- Provided entries

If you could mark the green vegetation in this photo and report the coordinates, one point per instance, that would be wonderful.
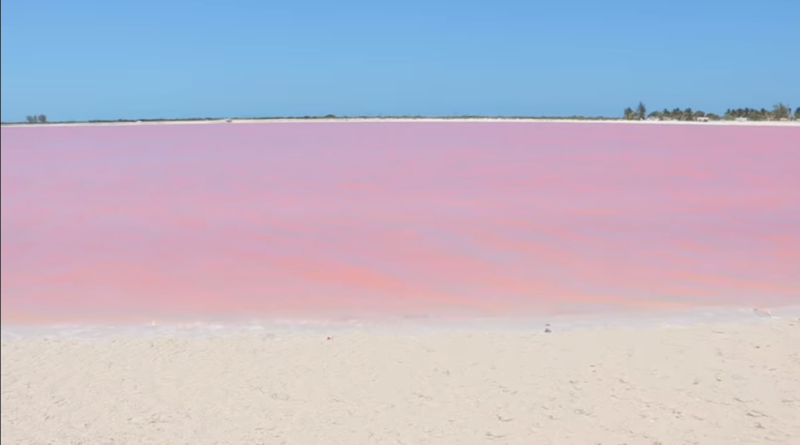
(779, 111)
(34, 119)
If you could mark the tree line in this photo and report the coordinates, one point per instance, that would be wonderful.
(36, 119)
(779, 111)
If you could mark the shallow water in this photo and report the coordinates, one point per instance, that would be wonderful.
(333, 221)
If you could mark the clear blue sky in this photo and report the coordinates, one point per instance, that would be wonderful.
(102, 59)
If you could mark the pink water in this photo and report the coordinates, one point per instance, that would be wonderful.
(315, 219)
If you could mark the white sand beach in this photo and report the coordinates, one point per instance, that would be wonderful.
(793, 123)
(715, 383)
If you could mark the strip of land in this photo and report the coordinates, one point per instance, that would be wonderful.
(793, 123)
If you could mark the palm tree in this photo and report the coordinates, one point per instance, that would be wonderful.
(628, 114)
(781, 111)
(641, 111)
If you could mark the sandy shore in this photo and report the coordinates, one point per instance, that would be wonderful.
(368, 120)
(719, 383)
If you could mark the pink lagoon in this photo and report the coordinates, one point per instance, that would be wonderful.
(365, 219)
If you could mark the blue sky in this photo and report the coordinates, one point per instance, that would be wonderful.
(93, 59)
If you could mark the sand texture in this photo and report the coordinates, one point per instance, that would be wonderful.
(706, 384)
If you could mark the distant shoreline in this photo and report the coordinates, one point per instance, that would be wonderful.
(794, 123)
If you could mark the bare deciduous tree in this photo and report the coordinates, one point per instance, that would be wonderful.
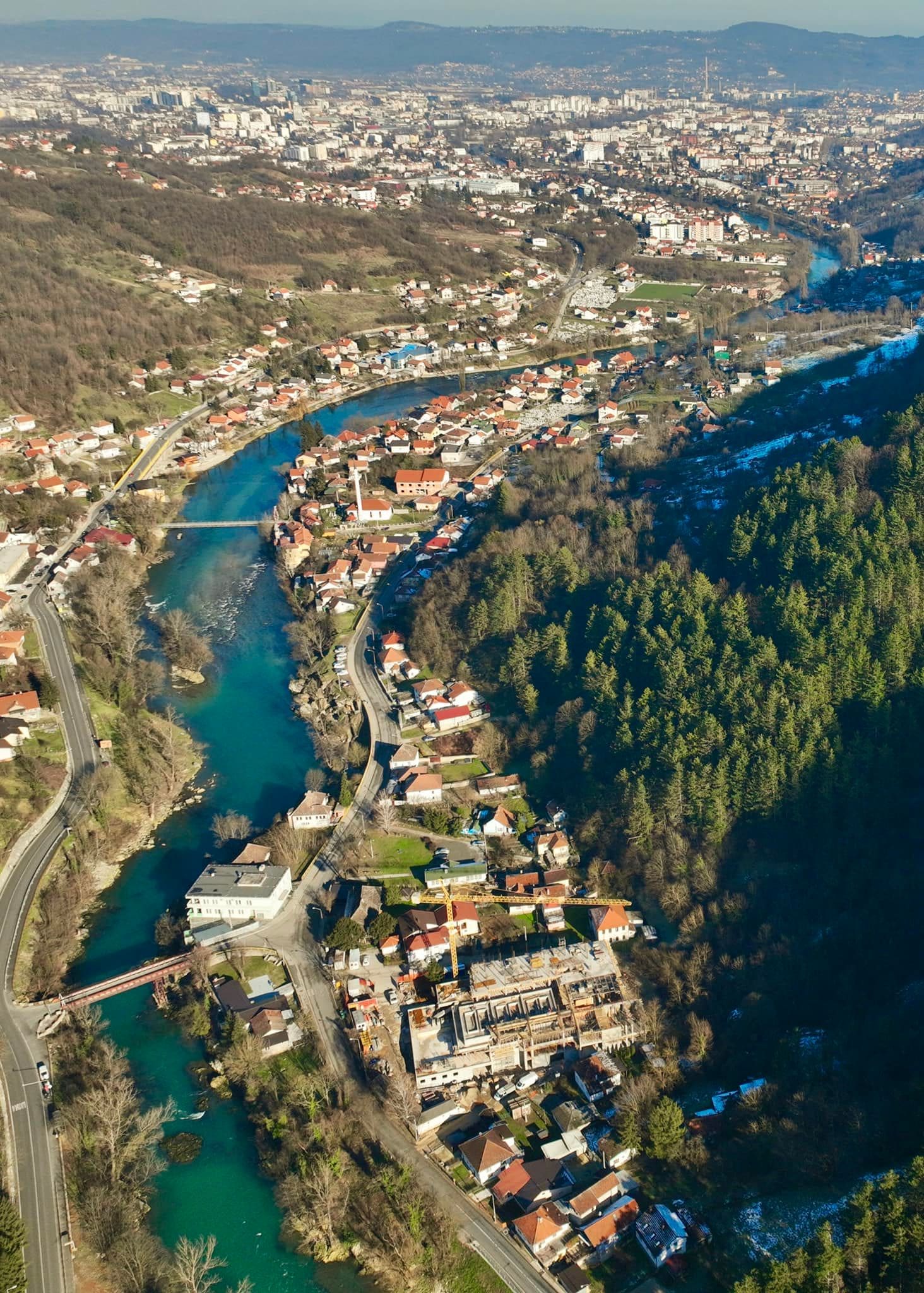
(196, 1266)
(230, 825)
(386, 814)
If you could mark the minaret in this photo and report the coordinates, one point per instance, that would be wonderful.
(360, 502)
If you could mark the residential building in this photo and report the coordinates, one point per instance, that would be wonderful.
(430, 480)
(661, 1234)
(612, 924)
(314, 813)
(489, 1153)
(543, 1230)
(237, 894)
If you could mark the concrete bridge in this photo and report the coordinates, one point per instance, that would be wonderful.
(155, 973)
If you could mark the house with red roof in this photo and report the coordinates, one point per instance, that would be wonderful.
(543, 1231)
(612, 924)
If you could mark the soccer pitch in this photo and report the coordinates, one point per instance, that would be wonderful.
(663, 292)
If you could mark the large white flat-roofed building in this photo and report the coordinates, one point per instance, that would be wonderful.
(238, 894)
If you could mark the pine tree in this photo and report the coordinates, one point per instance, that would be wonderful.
(666, 1129)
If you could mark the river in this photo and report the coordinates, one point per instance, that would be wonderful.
(256, 758)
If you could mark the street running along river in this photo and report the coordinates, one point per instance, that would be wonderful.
(256, 757)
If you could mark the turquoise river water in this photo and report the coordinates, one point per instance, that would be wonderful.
(258, 754)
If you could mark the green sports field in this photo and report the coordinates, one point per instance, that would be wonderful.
(663, 292)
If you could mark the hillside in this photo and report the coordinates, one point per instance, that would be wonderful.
(755, 52)
(79, 309)
(735, 745)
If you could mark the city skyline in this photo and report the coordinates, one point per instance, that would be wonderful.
(894, 17)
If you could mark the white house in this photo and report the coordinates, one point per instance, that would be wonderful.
(423, 788)
(314, 813)
(612, 924)
(238, 894)
(662, 1234)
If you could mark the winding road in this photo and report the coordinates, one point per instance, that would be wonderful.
(37, 1153)
(291, 936)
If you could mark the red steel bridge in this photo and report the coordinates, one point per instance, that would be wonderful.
(155, 973)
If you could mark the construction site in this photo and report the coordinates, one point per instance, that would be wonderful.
(523, 1013)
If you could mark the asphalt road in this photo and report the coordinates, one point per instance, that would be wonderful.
(570, 282)
(303, 958)
(38, 1162)
(291, 936)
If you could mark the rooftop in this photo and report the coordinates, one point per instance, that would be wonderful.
(224, 881)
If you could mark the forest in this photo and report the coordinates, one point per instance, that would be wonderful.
(880, 1244)
(735, 741)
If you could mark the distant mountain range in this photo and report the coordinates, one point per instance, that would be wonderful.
(757, 52)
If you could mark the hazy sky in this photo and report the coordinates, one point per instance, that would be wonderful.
(883, 18)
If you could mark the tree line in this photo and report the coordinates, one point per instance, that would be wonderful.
(732, 742)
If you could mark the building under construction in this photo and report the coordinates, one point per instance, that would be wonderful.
(523, 1013)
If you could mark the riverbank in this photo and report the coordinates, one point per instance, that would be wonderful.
(256, 753)
(117, 826)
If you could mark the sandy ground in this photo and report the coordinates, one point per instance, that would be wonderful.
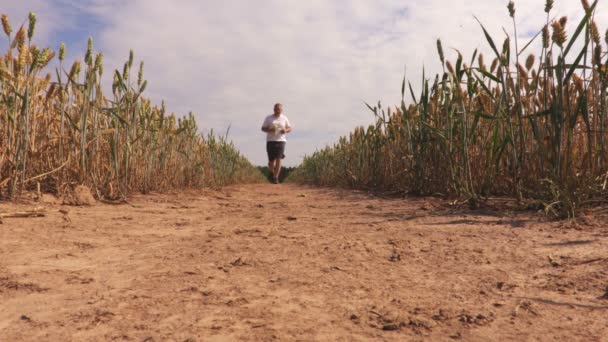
(267, 262)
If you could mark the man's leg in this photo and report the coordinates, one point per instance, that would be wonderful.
(277, 168)
(271, 167)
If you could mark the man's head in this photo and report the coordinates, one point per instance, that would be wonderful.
(278, 109)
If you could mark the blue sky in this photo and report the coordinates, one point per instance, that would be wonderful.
(230, 61)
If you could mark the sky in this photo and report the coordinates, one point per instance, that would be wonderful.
(229, 61)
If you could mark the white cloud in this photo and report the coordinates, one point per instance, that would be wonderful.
(230, 61)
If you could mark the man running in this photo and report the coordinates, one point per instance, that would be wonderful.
(276, 127)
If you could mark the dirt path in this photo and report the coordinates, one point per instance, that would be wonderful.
(267, 262)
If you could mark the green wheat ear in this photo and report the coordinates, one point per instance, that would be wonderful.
(548, 6)
(6, 25)
(32, 25)
(88, 57)
(62, 52)
(511, 8)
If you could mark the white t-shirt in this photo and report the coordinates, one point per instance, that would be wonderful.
(281, 123)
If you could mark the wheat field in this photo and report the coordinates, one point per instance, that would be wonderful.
(529, 126)
(59, 128)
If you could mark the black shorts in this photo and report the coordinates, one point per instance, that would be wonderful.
(275, 150)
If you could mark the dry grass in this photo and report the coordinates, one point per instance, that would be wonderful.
(536, 130)
(62, 130)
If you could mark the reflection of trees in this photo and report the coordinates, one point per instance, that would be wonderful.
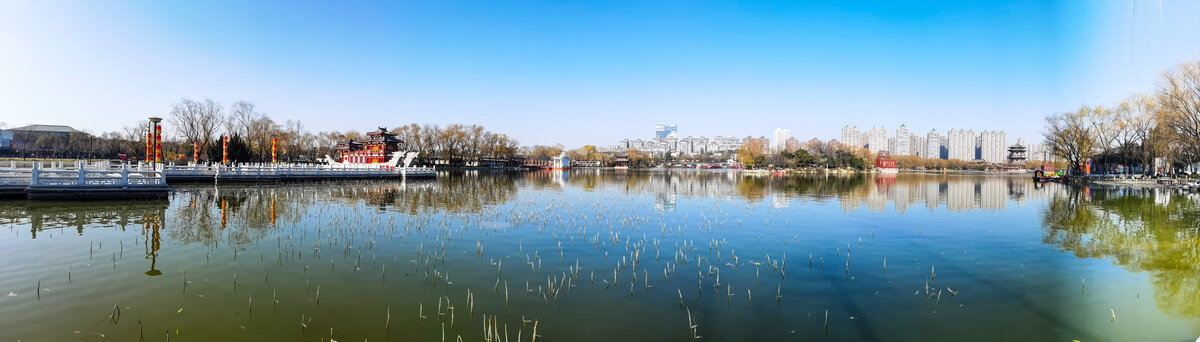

- Goal of the exercise
Rewrite every entry above, substituting "image" for "photo" and keeping everything else the same. Leave the pictures out of your answer.

- Output for this exercise
If you could mark the green vegetation in this image and report the coordinates, one point per instance, that would be wonderful.
(779, 111)
(34, 119)
If you could mark the tree line in this image and report the coordinates, one point per instance, that would be wonderful.
(36, 119)
(779, 111)
If you could mark the shallow water in this image and report the coordinates, one point per instance, that would be wonderful.
(333, 221)
If you could mark the clear blue sky in this image and report the coordinates, one point per instance, that would be wonderful.
(102, 59)
If you could mark the pink water in this image and report the coordinates, one point per instance, that would be wonderful.
(315, 219)
If you could mark the white sand beach in this image and report the coordinates, one point per instance, that would be wonderful.
(793, 123)
(715, 383)
If you could mark the strip of land in this image and report the coordinates, one point per instance, that would be wonderful.
(793, 123)
If you could mark the palm tree in this image and report the coordinates, one point per instance, that would be wonderful.
(628, 114)
(781, 111)
(641, 111)
If you could mark the sandy shore in this image and report the coordinates, one point per instance, that would be wonderful.
(368, 120)
(719, 383)
If you could mark the pink lagoon in this image and report the coordinates, one point per instance, that would be wonderful.
(365, 219)
If you could mark the blue sky in this image and report the coordinates, one point per instance, that would be wonderful.
(93, 59)
If you could mark the sand texture in this image and report the coordinates, one point per instance, that would be wonderful.
(706, 384)
If you could mark the distant shoreline in this image and report the coordinates, one point per instance, that would be wonderful.
(794, 123)
If you could mark the bare deciduous tree in this image and report the coordinates, one point per instance, that would be wonderful.
(196, 1266)
(230, 825)
(386, 814)
If you could mark the minaret in this image and report the coordinates, one point per instance, that would be wonderful.
(360, 502)
If you could mark the residential building in this image and report the coordinates, one point per instance, that would be wonderful.
(430, 480)
(661, 1234)
(612, 924)
(314, 813)
(489, 1153)
(543, 1230)
(237, 894)
If you could mark the concrete bridge in this image and report the coordinates, one point per instance, that would be wonderful.
(155, 973)
If you could mark the house with red roof in this image and report the coordinates, one point per instance, that would be wonderful.
(543, 1231)
(612, 924)
If you could mark the soccer pitch in this image and report the coordinates, one point per instance, that would be wonderful.
(663, 292)
If you could mark the large white flat-roofed building in this image and report the coordinates, one point per instance, that would be wonderful.
(238, 894)
If you could mark the pine tree in this image and report the coordinates, one point per instance, that would be wonderful.
(666, 1129)
If you could mark the river in this image and report the coordinates, one point per instance, that would be wonderful.
(256, 758)
If you could mark the street running along river in this image and report the coordinates, one point per instance, that would be wonderful.
(256, 757)
If you could mark the turquoise river water in this image and report the coordinates, one point per instance, that would be wonderful.
(258, 754)
If you could mark the green sports field in this image and report the coordinates, one point per instance, that would be wonderful.
(663, 292)
If you could mark the hillside in this image and report the coordinates, one point per instance, that would be wonderful.
(755, 52)
(79, 309)
(735, 745)
If you could mark the city skyline in this image and report the coordinates, one point per instance, that would be wonderful.
(894, 17)
If you could mark the white house in this image and report the coordinates, one point per instance, that would be wonderful.
(423, 788)
(314, 813)
(612, 924)
(238, 894)
(662, 1234)
If you could mark the winding road in this image and report the coordinates, one point per instance, that would be wonderful.
(37, 1153)
(291, 936)
If you could mark the red steel bridge in this image and report the coordinates, one point per instance, that would be wonderful.
(155, 973)
If you could mark the construction site in this image and report the coordinates, one point per instance, that would be wonderful.
(523, 1013)
If you could mark the asphalt road in this image and report the coordinates, one point per instance, that would be wonderful.
(570, 282)
(303, 958)
(38, 1162)
(291, 936)
If you could mark the rooftop in this image and report the coordinates, one point per instance, that would be wonderful.
(224, 881)
If you could mark the forest in this image and report the coordinates, one point per instance, that would be wonderful.
(880, 1244)
(735, 741)
If you could mark the distant mountain range in this image and report the coordinates, one point per instance, that would be wonderful.
(757, 52)
If you could mark the hazy sky in this image and report the coordinates, one point per instance, that would be wonderful.
(883, 18)
If you could mark the tree line in this image and report the coordinates, one point per instance, that would be wonderful.
(732, 742)
If you could mark the building under construction in this image and report the coordinates, one point per instance, that would be wonderful.
(523, 1013)
If you could mark the riverbank in this image and report the coordinates, one point per instance, that would be wonderful.
(256, 753)
(117, 826)
If you could mark the sandy ground in this image and report the coordinates, one point per instance, that would be wonderful.
(267, 262)
If you could mark the man's leg in this image and report the coordinates, one point per instance, that would be wonderful.
(277, 168)
(271, 167)
If you could mark the man's head in this image and report the coordinates, one point per instance, that would be wonderful.
(278, 109)
If you could mark the blue sky in this image and report the coordinates, one point per instance, that would be wonderful.
(230, 61)
If you could mark the sky in this image and report the coordinates, one point per instance, that would be wonderful.
(229, 61)
If you could mark the white cloud in this image and report the coordinates, one point per instance, that would be wonderful.
(230, 61)
If you could mark the man running in this image and report the coordinates, one point per instance, that would be wonderful.
(276, 127)
If you could mark the dirt path in this image and report the coordinates, one point per instance, that would be wonderful.
(267, 262)
If you could mark the green wheat ear in this image and report the coordinates, one point per instance, that would be wonderful.
(548, 6)
(6, 25)
(32, 25)
(88, 57)
(62, 52)
(511, 8)
If you could mark the white t-shirt in this image and report the coordinates, one point per instance, that would be wonderful.
(281, 123)
If you could mark the wheat field in this image and report the coordinates, one point per instance, that would be wonderful.
(529, 126)
(59, 128)
If you could mark the black shorts in this image and report the coordinates, one point per instance, that would be wonderful.
(275, 150)
If you could mark the dry grass in this image and report the coordinates, one point per instance, that would be wonderful.
(536, 130)
(62, 130)
If you could mark the reflection of trees in this image and report the coordinates, one point per instance, that would be wonderful.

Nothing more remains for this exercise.